Extract to read =
--

I am trying to construct (or disprove the existence of) some finite set, $S=\left\{(y,k)\mid y,k\in\mathbb{Z},y\ge2\right\}$, where no two $y$ are the same, and every integer $x\in\mathbb{Z}$ may be written as $x=n\cdot y_i + k_i$, where $(y_i,k_i)\in S$.
In other words, I am wondering if it might be possible to perhaps construct something like:
$$x+k_1\equiv r_1\pmod2$$
$$x+k_2\equiv r_2\pmod3$$
$$x+k_3\equiv r_3\pmod4$$
$$\vdots$$
$$x+k_i\equiv r_i\pmod {i+1}$$
where, for all $x\in\mathbb{Z}$, there is at least one $0 < j\le i$ where $r_j=0$.
So far I have written a greedy algorithm in python to try and find an example, with no luck. For example, the best case I have found for $i=4$ gives a covering of $\frac{56}{60}=\frac{14}{15}$ of the integers. I have a feeling it is not possible.
Yes! What you're asking for, in Wikipedia's terminology, is a distinct covering system. Here's a nice example:
$$\{0(\mathrm{mod}\ {2}),\ 0(\mathrm{mod}\ {3}),\ 1(\mathrm{mod}\ {4}), \ 5(\mathrm{mod}\ {6}),\ 7(\mathrm{mod}\ {12}) \}$$
According to arXiv:math/0412217v2, the above was found by Erdős, as well as this one:
$${0(2), 0(3), 0(5), 1(6), 0(7), 1(10), 1(14), 2(15), 2(21), 23(30), 4(35), 5(42), 59(70), 104(105)}$$

--

Rows =
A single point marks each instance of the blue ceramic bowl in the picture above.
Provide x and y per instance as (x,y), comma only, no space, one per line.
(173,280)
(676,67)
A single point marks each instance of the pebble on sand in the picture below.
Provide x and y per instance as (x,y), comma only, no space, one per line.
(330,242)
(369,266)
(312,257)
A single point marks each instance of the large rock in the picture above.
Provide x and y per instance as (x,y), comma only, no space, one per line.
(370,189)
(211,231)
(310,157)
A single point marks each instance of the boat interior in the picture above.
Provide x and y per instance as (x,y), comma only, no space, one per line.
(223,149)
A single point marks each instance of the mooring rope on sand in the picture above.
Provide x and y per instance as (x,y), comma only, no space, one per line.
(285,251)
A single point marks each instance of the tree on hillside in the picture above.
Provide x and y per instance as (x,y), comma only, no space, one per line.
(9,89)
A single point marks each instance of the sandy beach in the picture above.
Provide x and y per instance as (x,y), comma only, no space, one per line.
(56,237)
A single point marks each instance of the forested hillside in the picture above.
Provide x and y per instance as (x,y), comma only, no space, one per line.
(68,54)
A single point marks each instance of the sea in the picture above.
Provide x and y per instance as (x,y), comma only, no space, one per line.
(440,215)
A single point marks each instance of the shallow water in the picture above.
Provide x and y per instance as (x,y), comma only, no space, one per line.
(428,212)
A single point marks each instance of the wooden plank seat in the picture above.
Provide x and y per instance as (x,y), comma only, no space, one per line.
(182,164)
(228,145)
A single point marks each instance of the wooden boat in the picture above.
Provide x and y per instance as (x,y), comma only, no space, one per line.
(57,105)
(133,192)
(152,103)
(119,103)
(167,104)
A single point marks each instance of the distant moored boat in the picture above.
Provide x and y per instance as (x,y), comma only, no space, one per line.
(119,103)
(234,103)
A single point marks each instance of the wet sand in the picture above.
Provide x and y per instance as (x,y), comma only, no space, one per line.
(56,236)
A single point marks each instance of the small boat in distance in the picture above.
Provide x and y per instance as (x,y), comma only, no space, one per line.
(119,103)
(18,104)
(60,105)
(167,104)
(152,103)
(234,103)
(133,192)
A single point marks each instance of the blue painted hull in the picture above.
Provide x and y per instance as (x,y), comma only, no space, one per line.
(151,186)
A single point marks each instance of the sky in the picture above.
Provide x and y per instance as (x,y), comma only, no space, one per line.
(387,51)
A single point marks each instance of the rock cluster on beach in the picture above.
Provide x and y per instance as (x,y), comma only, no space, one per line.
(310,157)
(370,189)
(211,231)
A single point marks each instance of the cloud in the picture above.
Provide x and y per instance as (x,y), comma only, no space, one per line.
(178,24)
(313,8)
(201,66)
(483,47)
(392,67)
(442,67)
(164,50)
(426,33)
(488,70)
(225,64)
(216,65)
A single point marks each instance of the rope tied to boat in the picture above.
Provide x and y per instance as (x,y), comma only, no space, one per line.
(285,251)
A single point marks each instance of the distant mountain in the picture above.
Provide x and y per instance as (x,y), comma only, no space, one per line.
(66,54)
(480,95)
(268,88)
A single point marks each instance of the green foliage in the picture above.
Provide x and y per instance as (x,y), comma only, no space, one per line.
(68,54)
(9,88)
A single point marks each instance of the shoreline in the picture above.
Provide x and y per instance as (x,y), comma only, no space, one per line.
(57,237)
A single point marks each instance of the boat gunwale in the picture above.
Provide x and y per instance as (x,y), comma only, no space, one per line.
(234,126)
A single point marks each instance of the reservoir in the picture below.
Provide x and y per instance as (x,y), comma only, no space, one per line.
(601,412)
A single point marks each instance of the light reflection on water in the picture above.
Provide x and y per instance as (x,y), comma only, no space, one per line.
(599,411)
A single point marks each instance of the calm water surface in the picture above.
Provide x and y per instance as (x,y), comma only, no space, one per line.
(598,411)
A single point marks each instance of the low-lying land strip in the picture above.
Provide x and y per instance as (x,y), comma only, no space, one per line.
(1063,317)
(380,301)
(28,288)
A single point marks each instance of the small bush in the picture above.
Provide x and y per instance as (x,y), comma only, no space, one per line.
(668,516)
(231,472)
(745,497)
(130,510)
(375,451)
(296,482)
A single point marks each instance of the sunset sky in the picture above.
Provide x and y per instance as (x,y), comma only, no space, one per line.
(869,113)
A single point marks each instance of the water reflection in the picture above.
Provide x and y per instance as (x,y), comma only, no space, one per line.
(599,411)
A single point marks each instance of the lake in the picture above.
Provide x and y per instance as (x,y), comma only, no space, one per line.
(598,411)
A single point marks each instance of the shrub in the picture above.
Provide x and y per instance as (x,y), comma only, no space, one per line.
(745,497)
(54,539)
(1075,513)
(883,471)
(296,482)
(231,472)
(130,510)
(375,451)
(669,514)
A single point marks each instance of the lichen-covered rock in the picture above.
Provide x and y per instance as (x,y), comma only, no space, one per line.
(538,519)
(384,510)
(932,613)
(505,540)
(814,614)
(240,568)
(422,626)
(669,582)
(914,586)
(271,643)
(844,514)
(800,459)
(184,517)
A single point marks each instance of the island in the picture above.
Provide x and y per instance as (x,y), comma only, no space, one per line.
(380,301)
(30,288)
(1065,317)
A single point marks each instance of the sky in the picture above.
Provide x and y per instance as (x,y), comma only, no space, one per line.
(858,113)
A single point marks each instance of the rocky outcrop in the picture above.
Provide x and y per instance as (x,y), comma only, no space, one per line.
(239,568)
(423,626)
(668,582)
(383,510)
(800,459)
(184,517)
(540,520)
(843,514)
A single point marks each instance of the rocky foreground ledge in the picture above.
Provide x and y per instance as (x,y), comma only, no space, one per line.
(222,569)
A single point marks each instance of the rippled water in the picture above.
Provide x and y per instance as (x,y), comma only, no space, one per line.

--

Task A =
Answer these about the thread on covering the integers:
(i) What programming language was the greedy algorithm written in?
(ii) For $i=4$, what fraction of the integers did the best case found cover?
(iii) In the reply, what term from Wikipedia names the thing being asked for?
Task B = From the thread on covering the integers, write out word for word the stretch from "In other words, I" through "i$ where $r_j=0$.".

Task solution A =
(i) Python
(ii) $\frac{56}{60}=\frac{14}{15}$
(iii) A distinct covering system

Task solution B =
In other words, I am wondering if it might be possible to perhaps construct something like:
$$x+k_1\equiv r_1\pmod2$$
$$x+k_2\equiv r_2\pmod3$$
$$x+k_3\equiv r_3\pmod4$$
$$\vdots$$
$$x+k_i\equiv r_i\pmod {i+1}$$
where, for all $x\in\mathbb{Z}$, there is at least one $0 < j\le i$ where $r_j=0$.